Kutipan Teks:
Lalu jika dilihat dari segi isi atau materi yang sedang dibahas, artikel ini
memiliki kesimpulan sebagai berikut :
1. Ternyata
gelar sarjana masih menjadi dambaan bagi setiap orang, tidak terkecuali saya
sebagai mahasiswa tentunya mengharapkan dapat lulus dari perguruan tinggi dan
mendapat gelar sarjana.
2. Walaupun
sarjana merupakan impian, bukan berarti gelar sarjana dapat diraih dengan mudah
dan digunkankan dengan tidak bertanggung jawab. Untuk itu, peraturan dan
kebijakan yang mulai direncanakan seperti dalam artikel ini harus terus
berlanjut.
3. Untuk
mendapat gelar sarjana diwajibkan untuk memberikan sebuah persembahan seperti
publikasi ilmiah kaena seorang sarjana bukanlah sembarang orang. Sarjana
nantinya akan mempertanggung jawabkan apa yang telah didapatkannya.

Tugas:
Salin kembali bagian kutipan tentang gelar sarjana di antara "Lalu jika dilihat" dan "mendapat gelar sarjana.", termasuk kedua batasnya. Tukar "gelar sarjana" dengan "gelar magister".

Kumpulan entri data
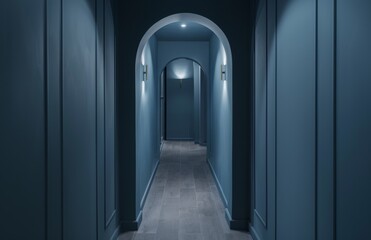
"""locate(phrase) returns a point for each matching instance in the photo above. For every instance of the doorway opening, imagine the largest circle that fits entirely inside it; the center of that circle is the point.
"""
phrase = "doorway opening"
(183, 101)
(200, 113)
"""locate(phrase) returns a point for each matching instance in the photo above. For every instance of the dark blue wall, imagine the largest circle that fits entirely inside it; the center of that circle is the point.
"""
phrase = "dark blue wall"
(220, 123)
(311, 166)
(22, 120)
(352, 126)
(180, 100)
(57, 120)
(147, 126)
(143, 15)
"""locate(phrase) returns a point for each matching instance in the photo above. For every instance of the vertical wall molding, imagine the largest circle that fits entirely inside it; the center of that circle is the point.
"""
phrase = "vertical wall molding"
(316, 123)
(46, 132)
(334, 119)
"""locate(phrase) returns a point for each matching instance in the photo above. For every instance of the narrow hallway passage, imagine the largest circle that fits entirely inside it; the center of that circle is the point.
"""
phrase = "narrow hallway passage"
(183, 202)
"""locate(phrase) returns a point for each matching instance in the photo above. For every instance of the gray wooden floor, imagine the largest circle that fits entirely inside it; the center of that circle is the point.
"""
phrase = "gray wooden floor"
(183, 202)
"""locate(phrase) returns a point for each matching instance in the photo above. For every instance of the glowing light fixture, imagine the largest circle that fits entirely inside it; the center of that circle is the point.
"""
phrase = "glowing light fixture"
(145, 72)
(223, 72)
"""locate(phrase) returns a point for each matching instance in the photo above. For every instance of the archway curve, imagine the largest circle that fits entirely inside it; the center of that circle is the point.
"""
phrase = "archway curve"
(188, 58)
(223, 123)
(187, 17)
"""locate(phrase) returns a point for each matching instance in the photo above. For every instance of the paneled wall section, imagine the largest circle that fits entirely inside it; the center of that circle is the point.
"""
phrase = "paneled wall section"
(310, 129)
(58, 131)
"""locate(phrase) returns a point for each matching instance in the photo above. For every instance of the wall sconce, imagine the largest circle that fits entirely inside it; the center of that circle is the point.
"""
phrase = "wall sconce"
(145, 72)
(223, 72)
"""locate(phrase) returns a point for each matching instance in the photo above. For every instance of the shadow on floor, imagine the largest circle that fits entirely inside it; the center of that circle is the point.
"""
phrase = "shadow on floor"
(183, 202)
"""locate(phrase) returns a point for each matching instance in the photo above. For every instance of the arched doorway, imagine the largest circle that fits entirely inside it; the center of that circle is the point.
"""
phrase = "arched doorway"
(219, 104)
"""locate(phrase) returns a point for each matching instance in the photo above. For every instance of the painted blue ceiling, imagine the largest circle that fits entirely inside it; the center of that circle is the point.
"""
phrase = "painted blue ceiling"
(193, 32)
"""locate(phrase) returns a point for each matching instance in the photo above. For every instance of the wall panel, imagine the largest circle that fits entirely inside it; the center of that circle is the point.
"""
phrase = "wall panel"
(353, 117)
(79, 120)
(23, 119)
(296, 114)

Jawaban:
Lalu jika dilihat dari segi isi atau materi yang sedang dibahas, artikel ini
memiliki kesimpulan sebagai berikut :
1. Ternyata
gelar magister masih menjadi dambaan bagi setiap orang, tidak terkecuali saya
sebagai mahasiswa tentunya mengharapkan dapat lulus dari perguruan tinggi dan
mendapat gelar magister.